_Instruction 1_
Please turn the rows, from their first line through the line that contains "[913,300,978,384]", into a JSON list of strings, one string per line and both end lines included, with blank lines left out.
_Instruction 2_
Carry on the article about Amazon copying its AWS partners' products from the point where it stops.

_Excerpt_
________________________________________

Original URL: https://www.theregister.com/2013/03/08/amazon_copies_partner_products/

Amazon accused of knocking off AWS customers' products

Partners: Cloud kingpin playing the copycat game

By Jack Clark in San Francisco

Posted in SaaS, 8th March 2013 19:25 GMT

Exclusive The torrential growth of Amazon Web Services' cloud is coming at the expense of the web giant's customers, some of its partners contend – and they're not happy about the tactics being used by the company.

For several months, Amazon has been encroaching onto the turf of other companies, typically by producing knockoffs of existing third-party services and undercutting those services on prices. But some partners have had enough and are speaking out.

"What Amazon does with every partner is they like what they see and they copy," chief executive of Newvem Zev Laderman, told The Register. "The Amazon partner program is a one-way street."

Laderman spoke with us after Amazon launched a free offer of cloud capacity-management product AWS Trusted Advisor, just two weeks after Newvem had initiated a free version of its own similar technology.

"We're now in the rank of companies that are getting totally copied by Amazon," Laderman said.

Newvem is one of Amazon's 600 or so technology partners – companies that pay the cloud giant an annual fee of between $1,000 and $2,000 for a listing on its partner site, pre-briefings on upcoming AWS features, technical support, and a gaggle of other benefits.

Other companies which appear to be be affected in the same way include video transcoder Zencoder and capacity manager Rightscale.

Rightscale, a company that produces a range of cloud management tools, was recently singed by the launch of Amazon's OpsWork tech.

After that launch, Rightscale published a blog post in which the cloud management company said:

While still in beta, OpsWorks is an interesting service and we'd like to share our thoughts on what it means for customers – beyond the fact that it's a clear validation of the need for a more comprehensive management solution.

________________________________________

_Data for the task_
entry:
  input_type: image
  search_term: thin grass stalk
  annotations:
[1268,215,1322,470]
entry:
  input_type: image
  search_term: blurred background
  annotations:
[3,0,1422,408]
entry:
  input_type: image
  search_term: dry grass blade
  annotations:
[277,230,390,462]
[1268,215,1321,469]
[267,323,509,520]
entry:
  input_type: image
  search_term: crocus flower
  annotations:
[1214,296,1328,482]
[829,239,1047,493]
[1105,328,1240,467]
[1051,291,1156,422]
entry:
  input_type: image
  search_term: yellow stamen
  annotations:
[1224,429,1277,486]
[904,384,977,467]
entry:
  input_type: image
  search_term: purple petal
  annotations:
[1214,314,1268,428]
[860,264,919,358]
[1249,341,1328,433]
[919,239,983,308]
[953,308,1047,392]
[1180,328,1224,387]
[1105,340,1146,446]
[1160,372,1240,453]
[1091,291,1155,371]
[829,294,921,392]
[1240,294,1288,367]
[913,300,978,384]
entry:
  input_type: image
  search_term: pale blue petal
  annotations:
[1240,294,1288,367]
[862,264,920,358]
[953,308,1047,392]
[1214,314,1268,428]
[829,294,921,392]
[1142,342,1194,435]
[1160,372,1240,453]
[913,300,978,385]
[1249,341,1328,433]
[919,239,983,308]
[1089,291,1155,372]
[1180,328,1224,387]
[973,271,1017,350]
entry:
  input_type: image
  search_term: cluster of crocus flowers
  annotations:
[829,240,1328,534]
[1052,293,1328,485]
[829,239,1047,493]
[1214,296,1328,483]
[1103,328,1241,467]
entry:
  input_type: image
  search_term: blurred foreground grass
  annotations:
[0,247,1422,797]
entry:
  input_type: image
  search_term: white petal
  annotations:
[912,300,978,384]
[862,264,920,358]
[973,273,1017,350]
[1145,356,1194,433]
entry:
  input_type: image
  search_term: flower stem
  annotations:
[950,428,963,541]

________________________________________

_Written reply 1_
[
  "entry:",
  "  input_type: image",
  "  search_term: thin grass stalk",
  "  annotations:",
  "[1268,215,1322,470]",
  "entry:",
  "  input_type: image",
  "  search_term: blurred background",
  "  annotations:",
  "[3,0,1422,408]",
  "entry:",
  "  input_type: image",
  "  search_term: dry grass blade",
  "  annotations:",
  "[277,230,390,462]",
  "[1268,215,1321,469]",
  "[267,323,509,520]",
  "entry:",
  "  input_type: image",
  "  search_term: crocus flower",
  "  annotations:",
  "[1214,296,1328,482]",
  "[829,239,1047,493]",
  "[1105,328,1240,467]",
  "[1051,291,1156,422]",
  "entry:",
  "  input_type: image",
  "  search_term: yellow stamen",
  "  annotations:",
  "[1224,429,1277,486]",
  "[904,384,977,467]",
  "entry:",
  "  input_type: image",
  "  search_term: purple petal",
  "  annotations:",
  "[1214,314,1268,428]",
  "[860,264,919,358]",
  "[1249,341,1328,433]",
  "[919,239,983,308]",
  "[953,308,1047,392]",
  "[1180,328,1224,387]",
  "[1105,340,1146,446]",
  "[1160,372,1240,453]",
  "[1091,291,1155,371]",
  "[829,294,921,392]",
  "[1240,294,1288,367]",
  "[913,300,978,384]"
]

_Written reply 2_
To translate: Amazon has launched a product very much like ours, but it is untested so it could break on you, and it can't do quite as many things.

"Rightscale was always in the headlights," Chris Wensel, the CTO of data analysis platform and Amazon partner Concurrent told The Reg. "What they did was great, but they didn't have the same control and couldn't make the same decisions. If you want to partner [with Amazon] and you're doing things and you're a feature on something inside of Amazon, you could probably get hit by the Amazon bus."

Zencoder is another company that says it was hit by Bezos's low-margin bus.

The video-transcoding company's technology has been running on top of Amazon for a years, but at the end of January Amazon launched Amazon Elastic Transcoder at $0.015 per minute for standard definition video, versus ZenCoder's $0.02. Amazon also threw in 20 free minutes per month.

"We went into Zencoder knowing that Amazon may compete with us in the future," Zencoder cofounder Jon Dahl told The Reg. "When we got started, Amazon had been slowly creeping up the value chain for a while. But we felt like we knew how Amazon would approach our space, and we made sure we were strong in areas where AWS is weak, like support, design, flexibility, and feature-completeness. When they launched Elastic Transcoder, it was exactly what we expected."

Some AWS partners get a raw deal

Amazon has a duty to make money for its shareholders, so its expansion into other areas is not surprising. But from The Reg's point of view, some of Amazon's technology partners are getting a raw deal.

For one thing, partners do not receive notifications of Amazon's plans to create knock-offs of their own products, The Reg has learned.

In addition, even after producing a knock-off, Amazon representatives pump their partners for information about how they can improve the product, we've been told.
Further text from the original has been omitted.